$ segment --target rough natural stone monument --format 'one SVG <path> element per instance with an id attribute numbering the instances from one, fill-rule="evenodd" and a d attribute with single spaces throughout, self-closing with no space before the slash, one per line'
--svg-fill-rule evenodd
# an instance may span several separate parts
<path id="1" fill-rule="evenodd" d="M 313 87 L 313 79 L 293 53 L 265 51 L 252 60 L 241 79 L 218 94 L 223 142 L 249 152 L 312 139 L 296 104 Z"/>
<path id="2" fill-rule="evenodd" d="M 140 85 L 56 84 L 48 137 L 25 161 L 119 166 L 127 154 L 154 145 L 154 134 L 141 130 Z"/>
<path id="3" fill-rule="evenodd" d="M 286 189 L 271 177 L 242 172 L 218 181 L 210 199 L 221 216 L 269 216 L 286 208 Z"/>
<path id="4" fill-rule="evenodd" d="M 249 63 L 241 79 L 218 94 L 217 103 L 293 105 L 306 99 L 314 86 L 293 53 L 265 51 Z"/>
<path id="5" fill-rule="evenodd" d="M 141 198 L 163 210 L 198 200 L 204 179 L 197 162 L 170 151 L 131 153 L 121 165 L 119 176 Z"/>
########################################
Set exercise »
Repeat everything from the start of the listing down to the line containing "# an instance may span several separate parts", swapping "monument" for "marker" and leaving the rest unchanged. Give only those lines.

Expected output »
$ segment --target rough natural stone marker --format 'one SVG <path> element per instance with an id attribute numbering the instances from one, fill-rule="evenodd" and a d attribute with single spaces throughout, self-closing with no space before the slash, one per line'
--svg-fill-rule evenodd
# an instance may span several separate parts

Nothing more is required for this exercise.